** Supplied data **
⟨

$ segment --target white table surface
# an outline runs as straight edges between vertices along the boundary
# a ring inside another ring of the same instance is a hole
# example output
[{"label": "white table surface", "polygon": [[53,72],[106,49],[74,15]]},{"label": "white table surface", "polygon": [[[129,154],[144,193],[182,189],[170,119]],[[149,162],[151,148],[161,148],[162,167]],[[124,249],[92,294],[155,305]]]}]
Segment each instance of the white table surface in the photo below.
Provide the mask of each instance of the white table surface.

⟩
⟨

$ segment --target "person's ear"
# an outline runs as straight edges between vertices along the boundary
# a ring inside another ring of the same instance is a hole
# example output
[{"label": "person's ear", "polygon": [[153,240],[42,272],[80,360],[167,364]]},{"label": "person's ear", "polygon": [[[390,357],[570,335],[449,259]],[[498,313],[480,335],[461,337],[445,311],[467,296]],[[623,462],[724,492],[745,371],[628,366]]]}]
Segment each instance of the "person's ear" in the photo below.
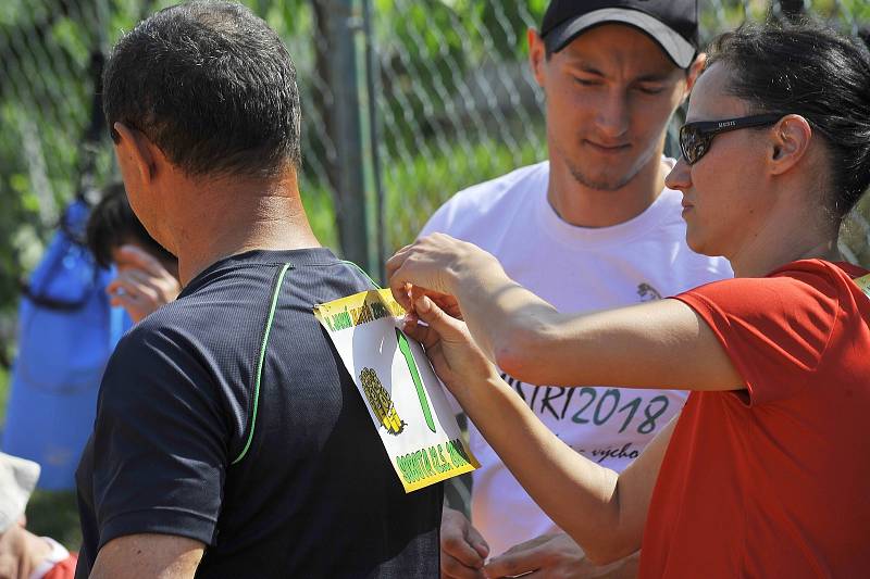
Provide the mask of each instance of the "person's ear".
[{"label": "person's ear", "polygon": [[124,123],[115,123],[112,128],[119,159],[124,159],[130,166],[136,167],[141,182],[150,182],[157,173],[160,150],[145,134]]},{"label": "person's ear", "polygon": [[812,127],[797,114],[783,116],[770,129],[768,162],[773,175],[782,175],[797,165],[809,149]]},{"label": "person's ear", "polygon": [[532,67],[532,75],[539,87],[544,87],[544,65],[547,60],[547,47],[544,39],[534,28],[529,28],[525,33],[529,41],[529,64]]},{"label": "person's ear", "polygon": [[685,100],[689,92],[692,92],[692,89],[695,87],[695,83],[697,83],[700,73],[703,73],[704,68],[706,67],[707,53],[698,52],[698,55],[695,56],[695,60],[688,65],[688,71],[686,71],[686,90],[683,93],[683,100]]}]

⟩
⟨

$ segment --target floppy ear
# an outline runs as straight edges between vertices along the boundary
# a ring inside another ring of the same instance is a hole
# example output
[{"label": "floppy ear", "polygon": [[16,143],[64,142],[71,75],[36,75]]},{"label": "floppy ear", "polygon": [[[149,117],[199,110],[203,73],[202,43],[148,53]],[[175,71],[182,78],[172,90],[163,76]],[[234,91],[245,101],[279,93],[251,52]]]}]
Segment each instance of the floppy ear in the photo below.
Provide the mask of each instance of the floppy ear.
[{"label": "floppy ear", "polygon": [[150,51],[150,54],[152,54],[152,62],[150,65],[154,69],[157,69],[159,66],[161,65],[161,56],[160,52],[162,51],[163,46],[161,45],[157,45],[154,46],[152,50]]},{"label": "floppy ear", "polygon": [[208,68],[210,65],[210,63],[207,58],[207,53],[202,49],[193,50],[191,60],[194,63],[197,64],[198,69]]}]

⟩

** Task details **
How many lines of the material above contain the string "white", matching case exactly? Reply with the number only.

** Task answer **
4